◆ **Exercise aim**:
Copy the data exactly as it appears, and do not include any pictures.

◆ **Data for review**:
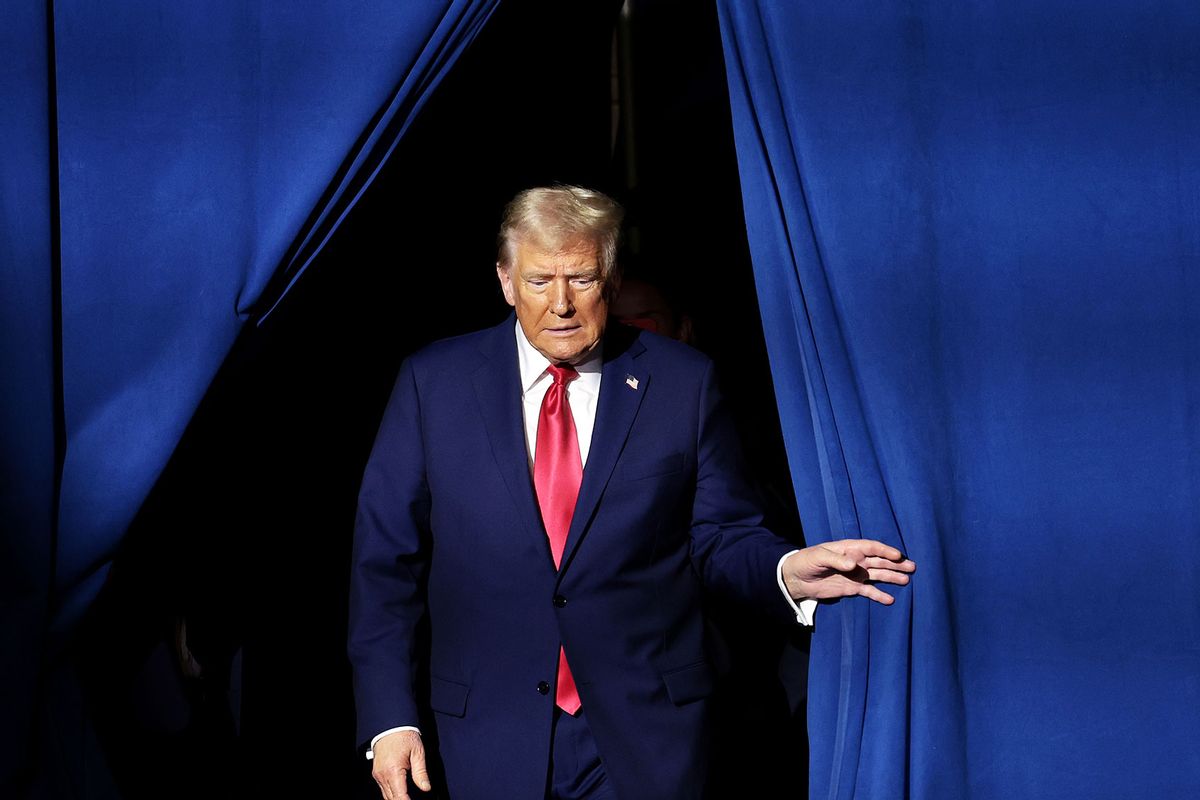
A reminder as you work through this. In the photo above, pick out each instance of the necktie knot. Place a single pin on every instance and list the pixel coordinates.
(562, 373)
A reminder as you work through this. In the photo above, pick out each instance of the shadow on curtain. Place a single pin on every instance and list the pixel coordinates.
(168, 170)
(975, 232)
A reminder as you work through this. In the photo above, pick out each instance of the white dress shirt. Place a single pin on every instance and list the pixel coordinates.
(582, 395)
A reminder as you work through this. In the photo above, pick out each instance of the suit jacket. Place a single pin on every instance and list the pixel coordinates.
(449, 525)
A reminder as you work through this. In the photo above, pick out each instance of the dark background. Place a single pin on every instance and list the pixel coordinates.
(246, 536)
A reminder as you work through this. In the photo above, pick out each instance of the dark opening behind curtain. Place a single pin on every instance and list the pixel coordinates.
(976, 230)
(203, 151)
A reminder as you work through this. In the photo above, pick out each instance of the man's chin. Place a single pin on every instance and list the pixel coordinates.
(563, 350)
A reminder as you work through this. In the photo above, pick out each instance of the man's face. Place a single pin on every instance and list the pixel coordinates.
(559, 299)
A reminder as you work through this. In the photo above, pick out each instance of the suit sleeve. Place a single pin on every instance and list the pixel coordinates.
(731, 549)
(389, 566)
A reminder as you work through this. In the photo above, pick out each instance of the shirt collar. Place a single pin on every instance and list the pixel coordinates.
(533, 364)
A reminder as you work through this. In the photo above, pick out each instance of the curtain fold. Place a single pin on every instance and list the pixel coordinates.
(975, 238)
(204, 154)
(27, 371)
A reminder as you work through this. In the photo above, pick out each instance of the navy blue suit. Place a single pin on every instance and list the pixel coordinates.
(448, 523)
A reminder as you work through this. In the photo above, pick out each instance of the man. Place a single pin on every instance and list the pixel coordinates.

◆ **Your solution**:
A reminder as you work through this. In the photo above, pick out each instance of the necktie knot. Place a single pin on every instance and list the pixel coordinates.
(562, 373)
A reminder as you work through this. In the photo above, pick out each instance of the shadow on curtain. Place a single pin on every instance and list the pixel coordinates.
(168, 170)
(975, 232)
A reminder as you work through this. In the photo above, pick out each instance of the white dress shirt. Place a single pin on every instance and list the pixel coordinates.
(582, 395)
A reminder as you work through this. In the photo above, pick out each instance of the suit jacket. Place a single pin on every instance and list the pixel coordinates.
(449, 525)
A reminder as you work through this. In the photo above, pick out each instance of the dark background. Place a single pin on every instance and list the pixel coordinates.
(246, 536)
A reminder as you work through this. In the photo above, pick out each instance of the dark opening behind curtain. Place a single pin on every instance and list the pixel coordinates.
(976, 230)
(203, 151)
A reminder as you work through this. In the photo above, pick out each instance of the man's chin. Place a single pin on every instance and list the pixel coordinates.
(563, 350)
A reminder as you work through this. In the photo above, pick out each instance of the man's face. Place a single pin on every instance and list the pixel coordinates.
(559, 299)
A reminder as you work through this. In the photo above, pick out each instance of the suit sleeve. Place a single pin on every instance and list the pixel coordinates.
(731, 549)
(389, 566)
A reminder as you work through this. In the photo above, pick out each instance of the shirt collar. Place a single pin on every instance and list the pixel coordinates.
(533, 364)
A reminder as you work through this. In the photo above, pick out each instance of the curtain fold. Place a single pin on every instance and list the pixel coordinates.
(975, 238)
(204, 154)
(27, 371)
A reminder as you work through this. In the photo above, pick out each instance of the navy blue suit. Place a single pin on every instance and list the pixel coordinates.
(448, 523)
A reminder as you work through this. In the photo above, pick out each instance of the man. Place a single pin on every instance and list the pixel coordinates.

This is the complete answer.